◆ **BRIEF**: Place everything from the start of the lines down to and including the line containing "467 58 L 450" into a two-column CSV headed input and output. Give one row for each text and its answer, each in a single quoted field with line breaks replaced by spaces.

═════ MATERIAL PROVIDED

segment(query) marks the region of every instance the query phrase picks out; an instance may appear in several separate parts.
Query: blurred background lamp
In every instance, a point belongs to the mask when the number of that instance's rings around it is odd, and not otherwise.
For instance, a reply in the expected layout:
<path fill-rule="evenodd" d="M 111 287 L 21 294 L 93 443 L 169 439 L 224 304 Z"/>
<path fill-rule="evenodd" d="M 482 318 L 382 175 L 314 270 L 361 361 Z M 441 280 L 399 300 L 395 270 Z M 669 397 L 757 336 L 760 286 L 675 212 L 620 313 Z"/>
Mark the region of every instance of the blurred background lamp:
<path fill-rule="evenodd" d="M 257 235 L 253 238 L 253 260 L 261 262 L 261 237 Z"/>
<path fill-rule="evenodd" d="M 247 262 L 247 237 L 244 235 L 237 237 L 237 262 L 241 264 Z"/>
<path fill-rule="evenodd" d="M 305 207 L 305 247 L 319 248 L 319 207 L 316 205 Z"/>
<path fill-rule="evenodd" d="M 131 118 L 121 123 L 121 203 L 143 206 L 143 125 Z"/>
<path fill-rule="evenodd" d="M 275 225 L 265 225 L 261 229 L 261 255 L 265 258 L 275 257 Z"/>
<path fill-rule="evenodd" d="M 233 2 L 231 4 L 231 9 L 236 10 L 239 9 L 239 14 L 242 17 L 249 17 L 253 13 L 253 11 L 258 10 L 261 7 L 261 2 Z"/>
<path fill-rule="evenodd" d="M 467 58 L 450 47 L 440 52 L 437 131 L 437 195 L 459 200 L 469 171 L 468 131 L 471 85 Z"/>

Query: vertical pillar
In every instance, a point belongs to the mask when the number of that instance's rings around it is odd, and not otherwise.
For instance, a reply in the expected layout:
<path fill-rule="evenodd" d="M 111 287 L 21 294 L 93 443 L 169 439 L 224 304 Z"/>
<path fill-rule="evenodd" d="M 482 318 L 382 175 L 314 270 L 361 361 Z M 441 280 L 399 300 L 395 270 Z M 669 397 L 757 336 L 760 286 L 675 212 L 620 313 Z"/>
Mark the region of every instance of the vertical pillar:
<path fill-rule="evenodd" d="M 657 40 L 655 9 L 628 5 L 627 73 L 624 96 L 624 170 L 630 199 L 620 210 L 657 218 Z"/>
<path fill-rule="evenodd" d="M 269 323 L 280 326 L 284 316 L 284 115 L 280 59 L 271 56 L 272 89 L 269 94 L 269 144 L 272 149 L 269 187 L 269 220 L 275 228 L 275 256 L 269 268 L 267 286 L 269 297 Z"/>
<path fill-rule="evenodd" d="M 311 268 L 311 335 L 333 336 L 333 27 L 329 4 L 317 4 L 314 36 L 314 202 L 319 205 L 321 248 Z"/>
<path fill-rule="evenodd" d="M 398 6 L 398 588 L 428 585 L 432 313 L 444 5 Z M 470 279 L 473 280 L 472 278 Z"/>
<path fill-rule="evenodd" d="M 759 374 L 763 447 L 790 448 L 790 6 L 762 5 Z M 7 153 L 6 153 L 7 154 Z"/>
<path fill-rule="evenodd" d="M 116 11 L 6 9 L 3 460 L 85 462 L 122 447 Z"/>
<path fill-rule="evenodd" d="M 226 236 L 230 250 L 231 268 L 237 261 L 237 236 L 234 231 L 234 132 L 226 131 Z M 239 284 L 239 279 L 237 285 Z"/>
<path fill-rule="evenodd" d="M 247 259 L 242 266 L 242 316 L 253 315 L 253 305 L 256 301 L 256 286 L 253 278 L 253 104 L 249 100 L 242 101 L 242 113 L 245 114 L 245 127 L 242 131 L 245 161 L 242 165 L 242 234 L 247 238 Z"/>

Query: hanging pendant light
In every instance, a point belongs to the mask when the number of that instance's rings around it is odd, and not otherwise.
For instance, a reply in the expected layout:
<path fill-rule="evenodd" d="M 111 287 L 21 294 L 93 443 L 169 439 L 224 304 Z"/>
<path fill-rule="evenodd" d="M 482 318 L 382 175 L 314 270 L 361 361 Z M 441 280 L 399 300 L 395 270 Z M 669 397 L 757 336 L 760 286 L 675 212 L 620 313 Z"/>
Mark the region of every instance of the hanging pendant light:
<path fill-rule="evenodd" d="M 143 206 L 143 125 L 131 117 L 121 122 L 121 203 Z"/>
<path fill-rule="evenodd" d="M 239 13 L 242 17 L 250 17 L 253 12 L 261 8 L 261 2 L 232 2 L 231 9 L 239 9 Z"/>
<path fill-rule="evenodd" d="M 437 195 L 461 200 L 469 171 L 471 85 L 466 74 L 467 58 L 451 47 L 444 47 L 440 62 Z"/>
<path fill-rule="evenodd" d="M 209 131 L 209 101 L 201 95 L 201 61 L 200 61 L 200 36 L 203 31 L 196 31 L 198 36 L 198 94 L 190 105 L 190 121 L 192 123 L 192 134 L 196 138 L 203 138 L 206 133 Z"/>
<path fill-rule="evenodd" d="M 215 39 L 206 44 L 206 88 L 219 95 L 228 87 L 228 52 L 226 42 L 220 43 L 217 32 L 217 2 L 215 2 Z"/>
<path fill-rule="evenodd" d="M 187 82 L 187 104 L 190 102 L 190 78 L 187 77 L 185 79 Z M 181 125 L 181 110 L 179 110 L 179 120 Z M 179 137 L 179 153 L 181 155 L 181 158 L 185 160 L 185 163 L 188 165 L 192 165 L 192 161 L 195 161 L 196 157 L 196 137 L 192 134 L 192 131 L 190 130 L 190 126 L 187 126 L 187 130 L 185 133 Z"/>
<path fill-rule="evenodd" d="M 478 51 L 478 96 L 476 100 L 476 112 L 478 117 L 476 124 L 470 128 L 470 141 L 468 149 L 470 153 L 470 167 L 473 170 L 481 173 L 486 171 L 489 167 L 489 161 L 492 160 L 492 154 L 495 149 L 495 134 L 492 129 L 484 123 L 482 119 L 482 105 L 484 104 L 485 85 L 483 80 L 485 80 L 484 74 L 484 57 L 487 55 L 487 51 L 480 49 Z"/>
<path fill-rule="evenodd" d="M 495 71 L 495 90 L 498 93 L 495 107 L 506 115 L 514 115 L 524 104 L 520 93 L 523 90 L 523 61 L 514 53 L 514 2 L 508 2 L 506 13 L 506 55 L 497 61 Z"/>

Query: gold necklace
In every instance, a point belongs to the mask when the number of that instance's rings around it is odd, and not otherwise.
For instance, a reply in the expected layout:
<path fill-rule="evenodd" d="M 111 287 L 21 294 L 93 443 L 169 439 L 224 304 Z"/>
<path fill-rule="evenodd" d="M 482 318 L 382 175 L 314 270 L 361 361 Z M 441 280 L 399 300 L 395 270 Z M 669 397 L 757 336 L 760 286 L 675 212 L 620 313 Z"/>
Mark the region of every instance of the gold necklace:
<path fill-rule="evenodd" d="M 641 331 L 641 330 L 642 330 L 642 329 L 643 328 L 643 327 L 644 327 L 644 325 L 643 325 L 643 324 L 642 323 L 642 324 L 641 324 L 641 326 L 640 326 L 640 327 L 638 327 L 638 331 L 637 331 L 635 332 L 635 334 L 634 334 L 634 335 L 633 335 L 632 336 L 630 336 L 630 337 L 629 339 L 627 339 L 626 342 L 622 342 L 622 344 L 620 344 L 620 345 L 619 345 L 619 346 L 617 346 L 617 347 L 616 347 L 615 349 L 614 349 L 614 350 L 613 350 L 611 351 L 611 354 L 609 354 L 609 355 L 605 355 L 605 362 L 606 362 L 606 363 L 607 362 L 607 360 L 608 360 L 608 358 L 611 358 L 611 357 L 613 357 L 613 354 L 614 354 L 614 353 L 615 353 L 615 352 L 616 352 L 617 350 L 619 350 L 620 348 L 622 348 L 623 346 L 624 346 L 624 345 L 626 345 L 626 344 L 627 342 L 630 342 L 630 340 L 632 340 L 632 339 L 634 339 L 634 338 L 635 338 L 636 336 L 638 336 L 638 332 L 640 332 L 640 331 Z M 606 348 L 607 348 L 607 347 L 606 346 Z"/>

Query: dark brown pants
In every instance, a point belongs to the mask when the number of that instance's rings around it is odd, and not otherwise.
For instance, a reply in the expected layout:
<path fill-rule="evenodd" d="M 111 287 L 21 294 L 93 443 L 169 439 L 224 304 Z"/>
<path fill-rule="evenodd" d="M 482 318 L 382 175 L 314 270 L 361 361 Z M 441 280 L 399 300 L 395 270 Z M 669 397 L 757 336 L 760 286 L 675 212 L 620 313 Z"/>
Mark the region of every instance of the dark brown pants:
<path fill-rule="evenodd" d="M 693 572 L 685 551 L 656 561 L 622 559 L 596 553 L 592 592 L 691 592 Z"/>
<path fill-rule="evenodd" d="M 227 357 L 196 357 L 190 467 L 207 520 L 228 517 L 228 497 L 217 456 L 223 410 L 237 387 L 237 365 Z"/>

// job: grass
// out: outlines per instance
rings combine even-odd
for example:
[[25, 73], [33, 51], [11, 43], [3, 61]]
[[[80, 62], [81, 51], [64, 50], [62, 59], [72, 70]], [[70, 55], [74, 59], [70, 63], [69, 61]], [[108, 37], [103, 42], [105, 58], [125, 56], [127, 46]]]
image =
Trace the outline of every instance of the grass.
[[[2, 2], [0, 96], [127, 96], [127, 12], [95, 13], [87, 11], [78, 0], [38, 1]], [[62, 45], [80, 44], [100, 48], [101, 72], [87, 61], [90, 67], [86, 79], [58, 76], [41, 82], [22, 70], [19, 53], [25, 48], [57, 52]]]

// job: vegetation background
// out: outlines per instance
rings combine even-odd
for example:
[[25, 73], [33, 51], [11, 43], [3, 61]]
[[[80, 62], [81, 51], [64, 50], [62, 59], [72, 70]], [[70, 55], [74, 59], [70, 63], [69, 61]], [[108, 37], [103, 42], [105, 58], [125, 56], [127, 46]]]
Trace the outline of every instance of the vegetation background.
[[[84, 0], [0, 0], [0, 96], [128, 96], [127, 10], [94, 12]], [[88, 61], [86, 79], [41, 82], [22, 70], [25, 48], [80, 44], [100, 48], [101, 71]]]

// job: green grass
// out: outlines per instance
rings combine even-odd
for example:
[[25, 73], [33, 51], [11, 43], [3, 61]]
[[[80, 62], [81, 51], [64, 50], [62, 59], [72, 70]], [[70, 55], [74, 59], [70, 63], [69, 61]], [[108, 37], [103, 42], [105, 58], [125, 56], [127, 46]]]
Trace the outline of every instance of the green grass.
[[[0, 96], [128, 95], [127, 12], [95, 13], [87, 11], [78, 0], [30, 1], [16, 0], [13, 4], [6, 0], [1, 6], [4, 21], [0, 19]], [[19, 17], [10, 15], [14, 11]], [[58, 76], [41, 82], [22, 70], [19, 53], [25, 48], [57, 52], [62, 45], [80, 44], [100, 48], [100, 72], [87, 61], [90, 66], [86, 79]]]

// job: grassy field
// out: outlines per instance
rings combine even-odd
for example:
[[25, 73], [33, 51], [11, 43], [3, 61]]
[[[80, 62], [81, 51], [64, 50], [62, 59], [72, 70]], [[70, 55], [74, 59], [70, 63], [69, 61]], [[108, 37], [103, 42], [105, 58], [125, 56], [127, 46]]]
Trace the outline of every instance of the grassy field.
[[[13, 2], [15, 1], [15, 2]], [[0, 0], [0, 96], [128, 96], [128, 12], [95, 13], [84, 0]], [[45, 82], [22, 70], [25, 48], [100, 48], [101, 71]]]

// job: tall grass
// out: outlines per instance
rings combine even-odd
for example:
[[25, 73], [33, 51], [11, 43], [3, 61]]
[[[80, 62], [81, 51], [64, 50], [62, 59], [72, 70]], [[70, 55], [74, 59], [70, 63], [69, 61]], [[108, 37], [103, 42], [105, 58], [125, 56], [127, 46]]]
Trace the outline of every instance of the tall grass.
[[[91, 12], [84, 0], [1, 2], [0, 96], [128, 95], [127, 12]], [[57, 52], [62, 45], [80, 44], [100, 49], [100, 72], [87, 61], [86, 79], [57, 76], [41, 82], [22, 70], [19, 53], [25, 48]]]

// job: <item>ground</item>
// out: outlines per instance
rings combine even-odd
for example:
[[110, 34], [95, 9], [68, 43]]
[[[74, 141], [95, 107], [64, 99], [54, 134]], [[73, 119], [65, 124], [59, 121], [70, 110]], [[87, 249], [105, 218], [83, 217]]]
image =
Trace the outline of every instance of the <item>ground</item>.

══════════

◆ **FINISHED ANSWER**:
input,output
"segment(query) marks the region of every instance the query phrase picks out; an instance may appear in several separate parts. Query: blurred background lamp In every instance, a point belongs to the mask when the number of that instance's rings around it is odd, and not otherwise. For instance, a reply in the expected layout: <path fill-rule=""evenodd"" d=""M 111 287 L 21 294 L 93 443 L 169 439 L 224 304 Z""/> <path fill-rule=""evenodd"" d=""M 482 318 L 382 175 L 314 270 L 361 361 Z M 441 280 L 399 300 L 395 270 Z M 669 397 L 757 336 L 760 286 L 675 212 L 620 313 Z""/> Mark the region of every instance of the blurred background lamp:","<path fill-rule=""evenodd"" d=""M 257 235 L 253 238 L 253 260 L 261 262 L 261 237 Z""/> <path fill-rule=""evenodd"" d=""M 247 262 L 247 237 L 244 235 L 237 237 L 237 262 L 241 264 Z""/> <path fill-rule=""evenodd"" d=""M 305 207 L 305 247 L 319 248 L 319 207 L 316 205 Z""/> <path fill-rule=""evenodd"" d=""M 131 118 L 121 123 L 121 203 L 143 206 L 143 125 Z""/> <path fill-rule=""evenodd"" d=""M 275 225 L 265 225 L 261 229 L 261 255 L 265 258 L 275 257 Z""/> <path fill-rule=""evenodd"" d=""M 233 2 L 231 4 L 231 9 L 236 10 L 239 9 L 239 14 L 242 17 L 249 17 L 253 13 L 253 11 L 258 10 L 261 7 L 261 2 Z""/> <path fill-rule=""evenodd"" d=""M 467 58 L 450 47 L 440 52 L 437 131 L 437 195 L 459 200 L 469 171 L 468 131 L 471 85 Z""/>"